◆ **PROVIDED PASSAGE**

Consolidating Excel files in Power Query - powerquery

I have followed online instruction that allow me to do this if all of the files that I need are in the same folder.
Whilst all of the files that I need are indeed in my "Downloads" folder, there are other files in there as well.
Where I am getting lost is in editing my list of the files that I want.
When I press edit it takes me to Power Query (where I can filter the files that I want) but when I press Load and save it just creates a list of those files and doesn't allow me to then combine and edit.
I just end up with a list of the files that I wanted to combine!
Could anybody point me in the right direction please?

(Shape labeling records)
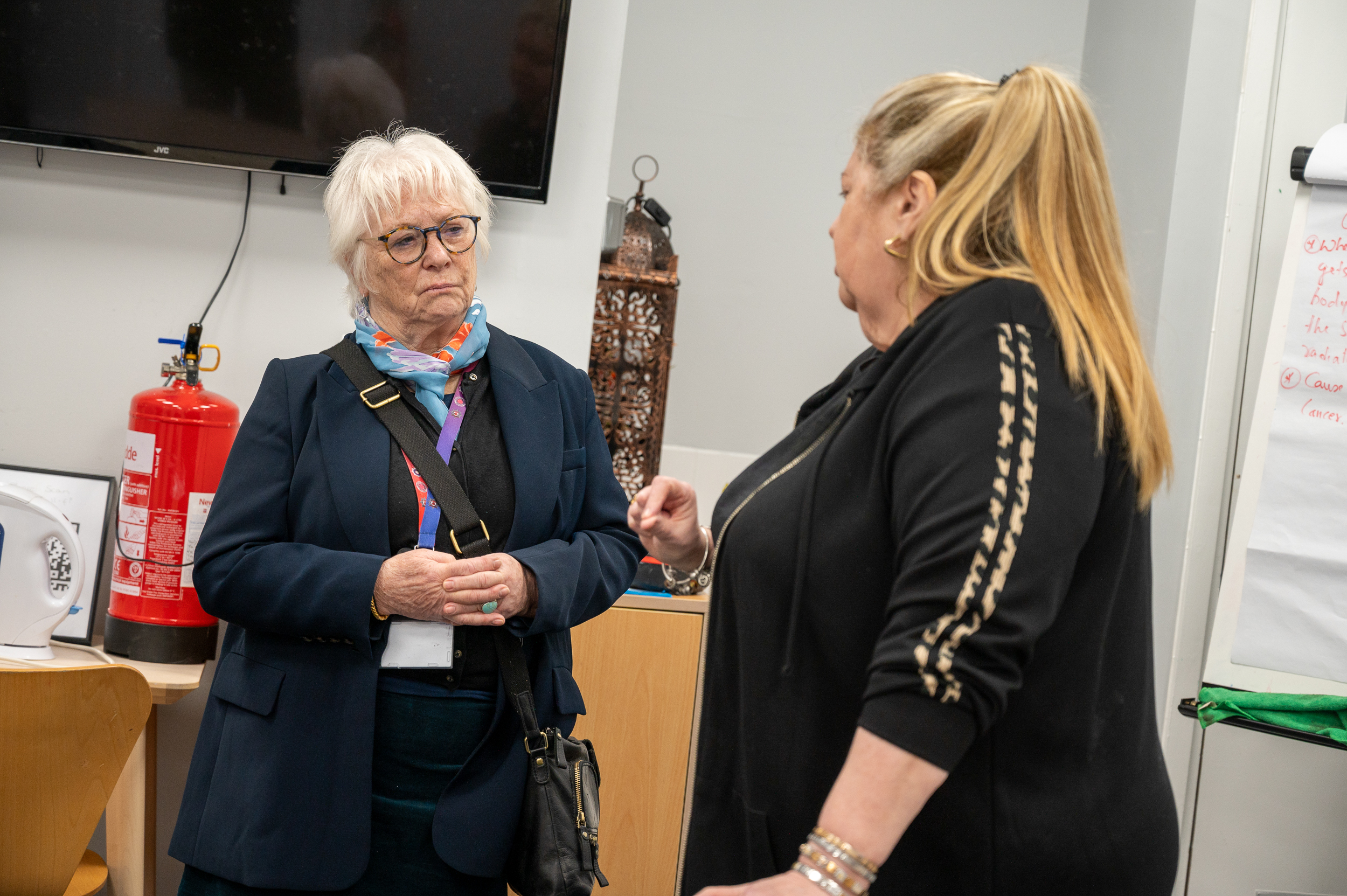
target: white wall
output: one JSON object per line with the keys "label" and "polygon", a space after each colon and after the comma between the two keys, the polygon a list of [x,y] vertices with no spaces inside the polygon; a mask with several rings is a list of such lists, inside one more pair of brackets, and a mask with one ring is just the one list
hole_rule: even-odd
{"label": "white wall", "polygon": [[1193,0],[1092,0],[1080,85],[1103,131],[1146,346],[1165,269]]}
{"label": "white wall", "polygon": [[[574,0],[547,205],[501,202],[480,294],[493,323],[585,368],[626,0]],[[131,396],[159,384],[237,236],[244,174],[0,144],[0,462],[116,476]],[[350,329],[326,260],[323,182],[253,177],[238,261],[206,318],[224,349],[206,387],[245,411],[272,357],[318,352]],[[100,606],[106,606],[106,579]],[[101,627],[100,627],[101,629]],[[205,701],[160,711],[159,892]]]}
{"label": "white wall", "polygon": [[1080,67],[1087,0],[632,0],[609,190],[674,216],[665,441],[760,454],[862,348],[827,228],[855,125],[904,78]]}

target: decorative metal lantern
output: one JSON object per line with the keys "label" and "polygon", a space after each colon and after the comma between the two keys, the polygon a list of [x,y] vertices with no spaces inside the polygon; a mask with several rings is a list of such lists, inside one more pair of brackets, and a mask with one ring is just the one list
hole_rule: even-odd
{"label": "decorative metal lantern", "polygon": [[594,331],[590,342],[590,383],[603,435],[613,454],[617,481],[633,497],[660,470],[669,362],[674,356],[674,313],[678,307],[678,256],[669,244],[669,214],[645,197],[641,178],[628,202],[622,241],[598,265]]}

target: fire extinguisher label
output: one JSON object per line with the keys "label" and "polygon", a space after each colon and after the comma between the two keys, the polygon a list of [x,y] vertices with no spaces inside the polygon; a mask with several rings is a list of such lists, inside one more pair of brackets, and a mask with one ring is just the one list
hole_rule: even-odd
{"label": "fire extinguisher label", "polygon": [[[190,492],[187,494],[187,532],[182,543],[182,562],[191,563],[197,559],[197,539],[201,538],[201,528],[206,524],[206,515],[210,513],[210,503],[216,500],[214,492]],[[193,567],[182,567],[182,587],[195,587],[191,583]]]}
{"label": "fire extinguisher label", "polygon": [[156,500],[164,497],[155,492],[156,453],[154,433],[127,431],[112,590],[140,598],[180,601],[182,589],[191,587],[191,567],[179,569],[178,563],[191,562],[214,493],[191,492],[186,512],[152,505],[154,494],[159,494]]}
{"label": "fire extinguisher label", "polygon": [[121,462],[123,470],[132,473],[155,472],[155,434],[127,430],[127,454]]}
{"label": "fire extinguisher label", "polygon": [[117,499],[117,551],[112,565],[112,590],[140,594],[145,539],[150,524],[150,484],[155,469],[155,434],[127,430],[121,461],[121,496]]}

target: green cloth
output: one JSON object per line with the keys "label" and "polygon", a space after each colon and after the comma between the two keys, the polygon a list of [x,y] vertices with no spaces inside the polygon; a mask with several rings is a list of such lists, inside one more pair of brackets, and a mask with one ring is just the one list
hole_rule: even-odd
{"label": "green cloth", "polygon": [[1347,697],[1202,689],[1197,694],[1197,721],[1203,728],[1231,715],[1296,732],[1323,734],[1339,744],[1347,744]]}

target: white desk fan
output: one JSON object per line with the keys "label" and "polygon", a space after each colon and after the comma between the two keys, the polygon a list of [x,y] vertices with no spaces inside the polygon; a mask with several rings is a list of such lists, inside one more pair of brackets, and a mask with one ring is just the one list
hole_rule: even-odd
{"label": "white desk fan", "polygon": [[[70,583],[51,587],[47,542],[70,556]],[[48,660],[51,632],[84,586],[84,551],[70,520],[47,499],[0,482],[0,658]]]}

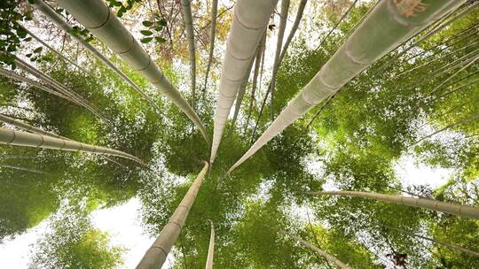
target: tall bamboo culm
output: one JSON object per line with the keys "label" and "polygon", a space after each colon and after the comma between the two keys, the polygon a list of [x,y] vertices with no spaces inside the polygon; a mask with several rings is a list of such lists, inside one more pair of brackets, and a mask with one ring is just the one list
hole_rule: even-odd
{"label": "tall bamboo culm", "polygon": [[287,234],[286,232],[280,232],[280,233],[283,234],[286,234],[287,236],[288,236],[290,238],[294,239],[295,241],[297,241],[302,246],[306,247],[307,249],[310,249],[310,250],[313,250],[314,252],[316,252],[316,254],[318,254],[320,257],[326,258],[328,262],[333,263],[334,265],[338,266],[339,268],[341,268],[341,269],[351,269],[351,267],[348,266],[346,264],[340,261],[334,256],[326,252],[325,250],[320,250],[319,248],[318,248],[317,246],[311,244],[310,242],[301,239],[301,237],[299,237],[297,235],[294,235],[294,234]]}
{"label": "tall bamboo culm", "polygon": [[211,220],[209,220],[209,224],[211,225],[211,234],[209,235],[206,269],[213,269],[213,256],[215,255],[215,226]]}
{"label": "tall bamboo culm", "polygon": [[359,73],[464,2],[426,0],[426,7],[417,12],[398,2],[381,1],[228,173]]}
{"label": "tall bamboo culm", "polygon": [[215,111],[210,163],[216,158],[226,120],[240,85],[264,33],[278,0],[239,0],[228,35],[221,73],[219,97]]}
{"label": "tall bamboo culm", "polygon": [[59,6],[122,58],[133,70],[141,73],[167,96],[200,129],[205,141],[209,138],[203,123],[180,92],[166,78],[145,49],[122,24],[102,0],[59,0]]}
{"label": "tall bamboo culm", "polygon": [[45,15],[51,21],[55,23],[57,27],[66,33],[70,35],[70,36],[76,40],[79,43],[91,52],[97,58],[102,61],[110,69],[114,71],[123,81],[125,81],[130,86],[131,86],[137,92],[138,92],[152,106],[160,111],[160,107],[154,103],[154,101],[146,95],[133,81],[131,81],[122,70],[116,67],[114,63],[112,63],[106,57],[101,54],[95,47],[90,43],[86,42],[85,38],[82,35],[74,34],[73,27],[68,25],[55,11],[53,11],[48,4],[46,4],[43,0],[32,0],[31,4],[35,8],[39,10],[43,15]]}
{"label": "tall bamboo culm", "polygon": [[479,207],[456,204],[452,203],[440,202],[433,199],[406,197],[402,196],[383,195],[365,191],[318,191],[311,192],[318,196],[342,196],[369,198],[377,201],[389,202],[397,204],[430,209],[440,212],[457,215],[459,217],[479,219]]}
{"label": "tall bamboo culm", "polygon": [[146,253],[137,265],[137,269],[161,268],[161,265],[166,261],[168,253],[171,250],[171,248],[178,238],[181,228],[186,221],[186,218],[194,203],[196,195],[208,173],[208,166],[209,165],[205,162],[203,169],[194,180],[188,189],[188,192],[183,200],[181,200],[181,203],[175,210],[175,212],[160,233],[160,235],[158,235],[153,245],[146,250]]}
{"label": "tall bamboo culm", "polygon": [[82,143],[73,140],[55,138],[49,135],[14,131],[4,127],[0,127],[0,143],[14,146],[82,151],[118,156],[133,160],[141,165],[145,165],[139,158],[120,150]]}

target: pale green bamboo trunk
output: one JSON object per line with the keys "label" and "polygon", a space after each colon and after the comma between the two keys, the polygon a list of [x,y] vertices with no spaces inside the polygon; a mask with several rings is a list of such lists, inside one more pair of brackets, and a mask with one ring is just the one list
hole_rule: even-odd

◆ **EXERCISES TO COMPLETE**
A. In the Power Query thread, which folder holds the files the poster needs?
B. Write out the passage of the Power Query thread that begins at the words "Where I am getting" and ends after "wanted to combine!".

◆ **RESULTS OF THE TASKS**
A. The "Downloads" folder.

B.
Where I am getting lost is in editing my list of the files that I want.
When I press edit it takes me to Power Query (where I can filter the files that I want) but when I press Load and save it just creates a list of those files and doesn't allow me to then combine and edit.
I just end up with a list of the files that I wanted to combine!